> Gestellte Aufgabe 1: Zähle die Zeilen der folgenden Auflistung, in denen die Zeichenfolge „hair“ vorkommt. Gib nur die Zahl an.

----- Zitierter Textauszug

TEGELER SEGEL-CLUB e.V.
Segeln seit 1901 im Norden Berlins
tsc stander

Abslippen im Staub
oder: Der Tegeler Staub Club e.V.

Akronyme sind in einer schnelllebigen Welt ja sehr beliebt. Wer sagt schon, dass er sein Auto über den technischen Überwachungsverein bringt oder die Lakritze von Hans Riegel in Bonn liebt. Da bekanntermaßen die Zahl der täglich für einen maskulinen Zeitgenossen bereitstehenden Worte massiv beschränkt ist, wird versucht zu sparen, wo immer es geht. Akronyme, Initialworte, Abbreviaturen oder kurz Abk. sind daher sehr beliebt und bürgern sich immer stärker ein.

Wer weiß denn noch wofür LASER oder RADAR steht? (Sinnvolle Lösungsansätze bitte an den Autor, Auflösung im nächsten Rundschreiben). Je kürzer ein Akronym desto besser, denn umso mehr lassen sich sinnentleert aneinander hängen. Man erhält dann atemberaubende Konstrukte linguistischer Unzulänglichkeiten, wie zum Beispiel (äh z.B. natürlich): "Wir stiegen beim TÜV in den ÖPNV, da unser KFZ nicht i.O. war. Am ZOB trafen wir auf ASB und DLRG, die begleitet wurden von der DGzRS, den Jusos und den Freaks vom WWW." Besonders spannend ist es natürlich, wenn solche Akronyme jedoch mehrfach belegt sind. Gutes Beispiel geben die werten Kollegen von der Tourensegler Vereinigung ab, die wohl schon manches Mal zu einem Turn- und Sportverein "degradiert" wurden.

----------
----- Gezeigte Einträge

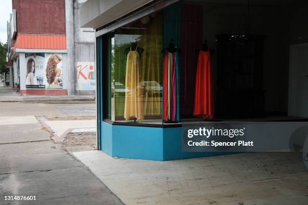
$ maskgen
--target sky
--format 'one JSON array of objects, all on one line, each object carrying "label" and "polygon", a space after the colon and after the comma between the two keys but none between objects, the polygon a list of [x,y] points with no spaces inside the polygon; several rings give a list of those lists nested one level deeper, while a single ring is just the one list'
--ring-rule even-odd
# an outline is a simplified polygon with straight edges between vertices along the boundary
[{"label": "sky", "polygon": [[0,41],[3,44],[7,43],[7,22],[10,20],[10,14],[12,14],[12,0],[1,0],[0,6]]}]

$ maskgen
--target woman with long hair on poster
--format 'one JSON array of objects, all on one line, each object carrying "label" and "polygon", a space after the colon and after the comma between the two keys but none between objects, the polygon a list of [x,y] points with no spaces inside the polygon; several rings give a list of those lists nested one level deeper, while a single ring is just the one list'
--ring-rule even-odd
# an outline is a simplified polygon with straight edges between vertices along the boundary
[{"label": "woman with long hair on poster", "polygon": [[46,68],[46,77],[49,84],[58,85],[59,82],[56,76],[61,75],[61,68],[57,67],[62,59],[57,55],[53,55],[48,59]]},{"label": "woman with long hair on poster", "polygon": [[34,84],[34,74],[35,73],[35,62],[32,58],[28,60],[27,62],[27,76],[26,77],[26,85]]}]

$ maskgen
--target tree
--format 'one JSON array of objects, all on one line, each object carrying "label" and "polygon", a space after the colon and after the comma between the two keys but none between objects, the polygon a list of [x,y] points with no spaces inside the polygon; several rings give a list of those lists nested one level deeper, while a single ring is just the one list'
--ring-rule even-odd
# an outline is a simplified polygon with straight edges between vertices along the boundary
[{"label": "tree", "polygon": [[6,69],[7,64],[7,44],[0,43],[0,73]]}]

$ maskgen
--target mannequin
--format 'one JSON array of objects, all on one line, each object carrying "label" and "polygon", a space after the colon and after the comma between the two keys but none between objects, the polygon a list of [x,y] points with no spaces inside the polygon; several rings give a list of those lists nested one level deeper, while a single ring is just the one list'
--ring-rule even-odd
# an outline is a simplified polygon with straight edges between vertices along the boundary
[{"label": "mannequin", "polygon": [[126,49],[125,49],[125,53],[126,53],[126,55],[127,55],[128,54],[128,52],[131,50],[131,51],[136,50],[137,52],[138,52],[138,53],[139,53],[139,55],[141,56],[141,54],[144,51],[144,49],[143,49],[142,48],[137,47],[137,41],[135,41],[134,42],[130,43],[130,47],[129,48],[126,48]]},{"label": "mannequin", "polygon": [[[137,52],[136,52],[136,51]],[[133,102],[136,101],[136,97],[138,97],[137,96],[139,96],[139,94],[138,94],[139,92],[137,88],[139,86],[138,85],[139,84],[140,82],[141,82],[141,73],[140,72],[140,70],[139,67],[140,65],[140,57],[144,49],[143,48],[137,47],[137,39],[136,39],[135,42],[131,42],[130,43],[130,46],[129,48],[127,48],[125,49],[125,53],[127,55],[127,61],[128,61],[129,58],[131,57],[132,57],[133,58],[136,57],[137,58],[136,59],[135,59],[134,60],[136,61],[133,61],[133,60],[132,61],[138,62],[138,63],[136,64],[136,65],[135,65],[135,66],[137,66],[136,67],[134,67],[134,68],[133,68],[133,66],[132,67],[128,67],[127,65],[128,64],[127,64],[126,66],[125,86],[128,86],[129,87],[132,86],[133,88],[132,88],[132,89],[131,89],[130,90],[130,94],[131,95],[131,96],[129,95],[126,95],[127,93],[125,93],[125,106],[124,108],[124,116],[125,116],[125,117],[124,117],[125,118],[126,120],[128,120],[129,118],[132,118],[133,119],[134,122],[135,123],[137,123],[137,121],[141,121],[143,119],[143,109],[141,108],[142,107],[142,102],[137,102],[137,104],[136,104],[137,105],[137,106],[136,106],[135,105],[132,106],[132,104],[136,103]],[[136,54],[138,54],[139,56],[136,56]],[[137,59],[138,58],[139,58],[139,59]],[[131,60],[131,58],[129,59],[130,59]],[[130,63],[131,63],[132,61],[130,62]],[[128,61],[127,61],[127,62],[128,62]],[[129,68],[130,69],[128,68]],[[134,70],[135,71],[133,71],[133,72],[132,73],[132,70],[134,70],[133,69],[136,68],[137,68],[137,69]],[[132,69],[133,70],[131,70],[131,69]],[[131,76],[132,75],[131,75],[131,73],[136,73],[136,75],[135,75],[135,77],[132,77],[133,78],[130,78],[131,77],[128,77]],[[133,76],[134,74],[132,74],[132,76]],[[128,78],[127,78],[127,77],[128,77]],[[132,80],[132,79],[133,79]],[[135,82],[133,82],[134,81]],[[129,89],[131,88],[130,88]],[[140,90],[139,91],[140,91]],[[133,93],[134,93],[133,95],[132,94]],[[132,106],[133,108],[134,106],[137,106],[137,108],[136,109],[136,110],[134,109],[132,110]],[[125,113],[127,113],[127,114],[125,114]],[[137,119],[137,118],[138,119]]]}]

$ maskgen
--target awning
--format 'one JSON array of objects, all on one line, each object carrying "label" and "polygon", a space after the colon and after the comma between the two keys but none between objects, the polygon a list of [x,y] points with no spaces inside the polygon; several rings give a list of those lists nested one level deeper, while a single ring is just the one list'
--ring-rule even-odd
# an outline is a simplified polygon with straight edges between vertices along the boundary
[{"label": "awning", "polygon": [[153,0],[88,0],[80,8],[81,27],[98,28],[152,1]]},{"label": "awning", "polygon": [[14,44],[16,49],[65,50],[65,35],[19,34]]}]

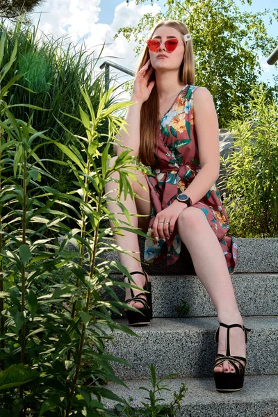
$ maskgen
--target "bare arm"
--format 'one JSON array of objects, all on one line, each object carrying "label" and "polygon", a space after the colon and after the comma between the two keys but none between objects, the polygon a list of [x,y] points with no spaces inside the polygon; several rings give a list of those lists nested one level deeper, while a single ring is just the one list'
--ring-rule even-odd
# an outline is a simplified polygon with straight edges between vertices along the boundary
[{"label": "bare arm", "polygon": [[[154,85],[154,81],[151,81],[148,85],[153,70],[154,68],[150,65],[149,60],[138,72],[134,80],[133,90],[131,97],[131,101],[136,101],[136,103],[129,107],[125,118],[126,122],[128,123],[126,130],[129,134],[120,129],[121,136],[120,138],[117,136],[117,138],[120,140],[123,145],[133,149],[130,152],[130,155],[132,156],[136,156],[139,152],[141,107],[144,101],[148,99]],[[120,145],[114,145],[114,152],[116,155],[119,155],[123,149],[124,148],[121,147]]]}]

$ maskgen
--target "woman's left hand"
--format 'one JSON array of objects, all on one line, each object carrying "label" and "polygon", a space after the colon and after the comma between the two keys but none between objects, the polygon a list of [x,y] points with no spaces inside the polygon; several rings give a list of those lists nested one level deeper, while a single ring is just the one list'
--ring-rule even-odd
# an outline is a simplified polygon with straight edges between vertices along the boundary
[{"label": "woman's left hand", "polygon": [[152,226],[154,238],[156,240],[158,240],[156,238],[158,237],[165,240],[169,239],[179,215],[186,208],[186,204],[177,201],[158,213]]}]

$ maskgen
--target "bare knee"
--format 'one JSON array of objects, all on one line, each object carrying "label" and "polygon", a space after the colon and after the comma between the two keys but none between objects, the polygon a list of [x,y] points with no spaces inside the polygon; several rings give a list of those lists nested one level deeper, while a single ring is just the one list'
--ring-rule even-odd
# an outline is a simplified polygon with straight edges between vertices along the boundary
[{"label": "bare knee", "polygon": [[204,220],[206,220],[206,215],[197,207],[188,207],[181,213],[177,220],[178,234],[179,229],[188,233],[194,232],[204,227]]}]

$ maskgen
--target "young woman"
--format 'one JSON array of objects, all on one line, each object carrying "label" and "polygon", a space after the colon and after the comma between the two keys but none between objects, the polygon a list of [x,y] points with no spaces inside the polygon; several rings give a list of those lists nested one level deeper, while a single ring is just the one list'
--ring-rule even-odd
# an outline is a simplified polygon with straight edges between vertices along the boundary
[{"label": "young woman", "polygon": [[[147,231],[145,259],[154,262],[166,256],[176,262],[181,240],[187,247],[196,271],[217,311],[220,326],[215,334],[218,352],[213,374],[216,389],[236,391],[243,386],[247,329],[238,309],[230,274],[237,260],[237,246],[227,236],[229,222],[215,181],[220,155],[218,118],[209,91],[194,85],[195,67],[191,36],[177,20],[158,23],[147,42],[134,80],[126,120],[129,135],[122,132],[121,144],[133,149],[152,175],[138,171],[132,183],[138,197],[124,205],[133,225]],[[115,146],[118,155],[122,149]],[[112,158],[111,164],[114,162]],[[115,195],[115,182],[106,192]],[[144,186],[144,188],[142,187]],[[113,191],[114,190],[114,191]],[[118,206],[109,203],[111,211]],[[122,213],[119,221],[126,221]],[[137,235],[115,236],[135,259],[120,254],[137,286],[148,289]],[[129,324],[148,324],[150,300],[139,290],[126,292],[126,302],[138,312],[127,311]]]}]

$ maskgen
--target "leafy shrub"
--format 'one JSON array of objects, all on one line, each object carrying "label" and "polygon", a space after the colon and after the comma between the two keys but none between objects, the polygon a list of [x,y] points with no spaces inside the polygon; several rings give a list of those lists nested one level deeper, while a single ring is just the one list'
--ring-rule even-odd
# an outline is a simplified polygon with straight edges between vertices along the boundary
[{"label": "leafy shrub", "polygon": [[230,231],[241,238],[278,236],[278,106],[262,85],[249,107],[234,106],[230,154],[221,158],[227,194],[223,204]]}]

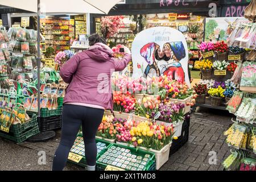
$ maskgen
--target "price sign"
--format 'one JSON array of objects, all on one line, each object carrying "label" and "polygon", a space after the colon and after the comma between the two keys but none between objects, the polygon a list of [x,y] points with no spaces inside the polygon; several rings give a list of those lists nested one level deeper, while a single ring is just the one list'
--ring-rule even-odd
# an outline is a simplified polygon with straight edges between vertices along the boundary
[{"label": "price sign", "polygon": [[241,60],[241,55],[229,55],[229,60]]},{"label": "price sign", "polygon": [[53,59],[46,59],[44,60],[44,64],[46,67],[55,68],[55,62]]},{"label": "price sign", "polygon": [[168,19],[170,20],[176,20],[177,19],[177,13],[169,13]]},{"label": "price sign", "polygon": [[221,76],[226,75],[226,70],[214,70],[214,75]]},{"label": "price sign", "polygon": [[125,169],[114,166],[108,165],[106,168],[105,169],[105,171],[125,171]]},{"label": "price sign", "polygon": [[30,17],[22,17],[21,26],[23,27],[30,26]]},{"label": "price sign", "polygon": [[71,19],[69,20],[70,24],[71,24],[72,26],[75,26],[75,19]]},{"label": "price sign", "polygon": [[205,53],[204,53],[202,54],[203,57],[204,57],[204,59],[214,56],[214,53],[213,52],[213,51],[210,51],[210,52],[207,52]]},{"label": "price sign", "polygon": [[82,156],[72,152],[69,152],[69,154],[68,154],[68,159],[73,162],[75,162],[75,163],[79,163],[81,159],[82,159]]},{"label": "price sign", "polygon": [[3,126],[1,126],[0,130],[6,133],[9,133],[9,127],[3,127]]}]

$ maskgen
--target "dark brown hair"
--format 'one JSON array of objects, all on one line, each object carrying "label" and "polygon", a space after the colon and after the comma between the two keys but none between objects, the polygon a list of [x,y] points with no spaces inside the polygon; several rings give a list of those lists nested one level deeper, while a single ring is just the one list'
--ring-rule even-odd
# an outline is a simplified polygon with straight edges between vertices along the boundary
[{"label": "dark brown hair", "polygon": [[102,43],[106,45],[106,42],[104,38],[100,36],[98,34],[94,34],[90,35],[89,38],[89,45],[90,46],[93,46],[97,43]]}]

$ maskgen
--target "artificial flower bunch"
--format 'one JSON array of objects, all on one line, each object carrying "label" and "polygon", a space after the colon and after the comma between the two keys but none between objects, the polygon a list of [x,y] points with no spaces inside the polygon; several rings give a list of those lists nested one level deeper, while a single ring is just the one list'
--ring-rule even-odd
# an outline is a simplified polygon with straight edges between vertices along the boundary
[{"label": "artificial flower bunch", "polygon": [[213,88],[217,89],[219,86],[220,86],[224,89],[226,88],[225,82],[215,81]]},{"label": "artificial flower bunch", "polygon": [[231,81],[227,80],[225,82],[226,89],[224,94],[226,97],[231,98],[234,95],[234,92],[237,89],[236,84]]},{"label": "artificial flower bunch", "polygon": [[117,131],[114,119],[114,116],[112,115],[104,116],[102,122],[98,128],[97,136],[109,139],[115,139]]},{"label": "artificial flower bunch", "polygon": [[212,62],[209,59],[203,59],[200,61],[198,61],[198,67],[200,69],[205,70],[212,68],[213,65]]},{"label": "artificial flower bunch", "polygon": [[130,92],[113,92],[113,97],[114,111],[130,113],[134,110],[136,100]]},{"label": "artificial flower bunch", "polygon": [[130,132],[134,146],[160,150],[172,141],[174,127],[145,121],[133,127]]},{"label": "artificial flower bunch", "polygon": [[228,65],[226,69],[230,72],[234,72],[237,68],[237,64],[234,63],[231,63]]},{"label": "artificial flower bunch", "polygon": [[229,51],[229,47],[225,42],[218,41],[214,44],[214,50],[219,53],[227,52]]},{"label": "artificial flower bunch", "polygon": [[225,70],[229,63],[225,60],[216,61],[213,63],[212,67],[217,70]]},{"label": "artificial flower bunch", "polygon": [[109,16],[101,18],[101,32],[108,39],[119,31],[123,24],[123,16]]},{"label": "artificial flower bunch", "polygon": [[212,97],[224,98],[225,89],[219,86],[217,88],[210,88],[208,90],[208,93],[210,96]]},{"label": "artificial flower bunch", "polygon": [[199,81],[199,84],[206,85],[207,87],[207,89],[209,89],[213,87],[215,81],[213,80],[201,80]]},{"label": "artificial flower bunch", "polygon": [[160,100],[150,97],[144,97],[142,101],[138,101],[135,106],[135,114],[138,116],[152,118],[158,110]]},{"label": "artificial flower bunch", "polygon": [[196,85],[193,86],[193,89],[198,95],[205,94],[208,90],[206,84],[196,84]]},{"label": "artificial flower bunch", "polygon": [[167,123],[176,123],[179,121],[184,120],[183,109],[185,105],[181,104],[169,102],[164,104],[162,102],[159,104],[158,111],[160,115],[158,120]]},{"label": "artificial flower bunch", "polygon": [[211,51],[214,51],[214,44],[210,42],[204,42],[200,44],[198,47],[202,52],[209,52]]}]

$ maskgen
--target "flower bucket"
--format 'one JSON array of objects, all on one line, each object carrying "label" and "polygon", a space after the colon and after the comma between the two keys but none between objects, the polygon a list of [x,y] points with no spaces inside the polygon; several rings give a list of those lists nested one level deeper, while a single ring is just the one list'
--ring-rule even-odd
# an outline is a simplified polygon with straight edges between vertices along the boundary
[{"label": "flower bucket", "polygon": [[102,140],[105,140],[105,141],[106,141],[106,142],[109,142],[112,143],[115,143],[115,139],[110,139],[105,138],[104,137],[98,136],[96,136],[96,138],[97,138],[97,139],[101,139]]},{"label": "flower bucket", "polygon": [[201,73],[204,80],[209,80],[212,77],[212,68],[203,70],[201,69]]},{"label": "flower bucket", "polygon": [[105,115],[110,115],[112,114],[112,113],[111,113],[111,110],[105,110],[104,111]]},{"label": "flower bucket", "polygon": [[210,105],[213,106],[220,106],[222,104],[222,98],[210,96]]},{"label": "flower bucket", "polygon": [[218,60],[220,61],[228,60],[228,52],[218,53],[216,52]]},{"label": "flower bucket", "polygon": [[190,105],[189,105],[189,106],[187,105],[187,102],[191,102],[192,98],[192,96],[188,97],[184,100],[179,100],[179,99],[170,98],[169,101],[172,102],[175,102],[175,101],[177,101],[178,103],[184,104],[184,105],[185,105],[185,108],[183,109],[183,112],[184,112],[184,114],[186,114],[187,113],[190,113],[190,109],[191,108],[191,106]]},{"label": "flower bucket", "polygon": [[114,116],[117,119],[128,119],[132,113],[120,113],[119,111],[113,111]]},{"label": "flower bucket", "polygon": [[156,170],[158,170],[169,160],[170,149],[172,142],[165,146],[160,150],[155,150],[152,148],[146,148],[145,147],[139,147],[139,148],[155,153],[156,162]]},{"label": "flower bucket", "polygon": [[142,101],[144,97],[144,94],[142,93],[135,93],[134,94],[134,97],[136,98],[137,101],[141,100],[141,101]]},{"label": "flower bucket", "polygon": [[151,99],[154,99],[156,97],[156,96],[155,95],[149,95],[149,94],[144,94],[144,97],[150,97]]},{"label": "flower bucket", "polygon": [[133,116],[133,120],[135,120],[135,121],[139,121],[139,122],[145,121],[147,121],[151,122],[153,122],[152,119],[148,119],[147,118],[142,117],[141,116],[138,116],[138,115],[137,115],[135,114]]},{"label": "flower bucket", "polygon": [[205,94],[197,95],[196,98],[196,103],[198,104],[204,104],[205,103]]}]

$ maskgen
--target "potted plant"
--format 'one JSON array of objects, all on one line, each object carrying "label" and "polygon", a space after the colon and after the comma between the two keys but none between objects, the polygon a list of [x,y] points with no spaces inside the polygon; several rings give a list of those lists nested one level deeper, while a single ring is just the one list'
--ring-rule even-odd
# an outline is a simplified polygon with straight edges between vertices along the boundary
[{"label": "potted plant", "polygon": [[218,86],[217,88],[210,88],[208,93],[210,96],[211,105],[219,106],[221,105],[222,99],[225,97],[224,94],[225,89]]},{"label": "potted plant", "polygon": [[197,94],[197,97],[196,98],[196,103],[199,104],[205,104],[206,94],[208,90],[207,85],[196,84],[196,85],[193,88]]}]

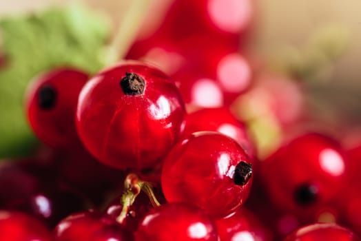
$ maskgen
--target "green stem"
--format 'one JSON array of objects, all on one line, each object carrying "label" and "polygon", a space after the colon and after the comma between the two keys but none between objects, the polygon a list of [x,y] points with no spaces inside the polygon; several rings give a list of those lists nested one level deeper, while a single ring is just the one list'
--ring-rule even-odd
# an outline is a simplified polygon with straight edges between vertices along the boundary
[{"label": "green stem", "polygon": [[128,174],[124,180],[124,192],[121,198],[122,210],[121,214],[116,218],[116,221],[123,224],[127,218],[130,207],[135,201],[136,198],[139,195],[141,191],[147,194],[153,207],[161,206],[153,191],[152,185],[139,179],[138,176],[134,174]]},{"label": "green stem", "polygon": [[121,24],[107,50],[107,65],[124,56],[136,38],[150,2],[150,0],[132,0],[128,9],[123,11]]}]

----------

> Gestellte Aufgabe 2: Wiederhole wörtlich eine Stelle aus dem Text über Akronyme: Beginne bei den Worten „TEGELER SEGEL-CLUB e.V.“ und höre nach „immer stärker ein.“ auf.

> Vollständige Ausgabe 1: 4

> Vollständige Ausgabe 2:
TEGELER SEGEL-CLUB e.V.
Segeln seit 1901 im Norden Berlins
tsc stander

Abslippen im Staub
oder: Der Tegeler Staub Club e.V.

Akronyme sind in einer schnelllebigen Welt ja sehr beliebt. Wer sagt schon, dass er sein Auto über den technischen Überwachungsverein bringt oder die Lakritze von Hans Riegel in Bonn liebt. Da bekanntermaßen die Zahl der täglich für einen maskulinen Zeitgenossen bereitstehenden Worte massiv beschränkt ist, wird versucht zu sparen, wo immer es geht. Akronyme, Initialworte, Abbreviaturen oder kurz Abk. sind daher sehr beliebt und bürgern sich immer stärker ein.